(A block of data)
********
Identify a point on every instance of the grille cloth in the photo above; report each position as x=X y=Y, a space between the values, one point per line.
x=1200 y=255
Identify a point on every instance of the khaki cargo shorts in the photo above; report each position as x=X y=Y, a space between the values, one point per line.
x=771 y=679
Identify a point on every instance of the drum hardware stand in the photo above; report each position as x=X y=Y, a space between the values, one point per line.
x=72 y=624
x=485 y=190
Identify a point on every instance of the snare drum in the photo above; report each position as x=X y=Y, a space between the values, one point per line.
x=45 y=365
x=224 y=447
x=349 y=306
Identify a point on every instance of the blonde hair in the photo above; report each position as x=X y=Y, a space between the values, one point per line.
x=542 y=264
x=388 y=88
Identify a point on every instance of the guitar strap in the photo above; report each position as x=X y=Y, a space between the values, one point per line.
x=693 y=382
********
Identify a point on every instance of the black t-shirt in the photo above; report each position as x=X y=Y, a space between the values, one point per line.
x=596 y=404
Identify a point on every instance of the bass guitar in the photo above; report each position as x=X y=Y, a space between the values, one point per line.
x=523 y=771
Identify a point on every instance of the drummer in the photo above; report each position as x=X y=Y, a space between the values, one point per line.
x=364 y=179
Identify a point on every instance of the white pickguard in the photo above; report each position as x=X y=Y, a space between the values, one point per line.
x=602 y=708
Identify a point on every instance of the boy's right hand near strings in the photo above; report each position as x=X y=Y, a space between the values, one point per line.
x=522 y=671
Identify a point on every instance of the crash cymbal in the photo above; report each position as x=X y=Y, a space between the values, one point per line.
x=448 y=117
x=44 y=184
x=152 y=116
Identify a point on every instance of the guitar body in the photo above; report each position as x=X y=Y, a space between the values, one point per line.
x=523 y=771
********
Reproduce the rows that begin with the line containing "Identify a point on every instance of the guitar strap" and end with the line containing "x=693 y=382", including both of those lines and the request, and increase every coordinate value in the answers by 98.

Identify a point on every instance of the guitar strap in the photo above; report each position as x=X y=Y, a space between the values, one point per line.
x=791 y=480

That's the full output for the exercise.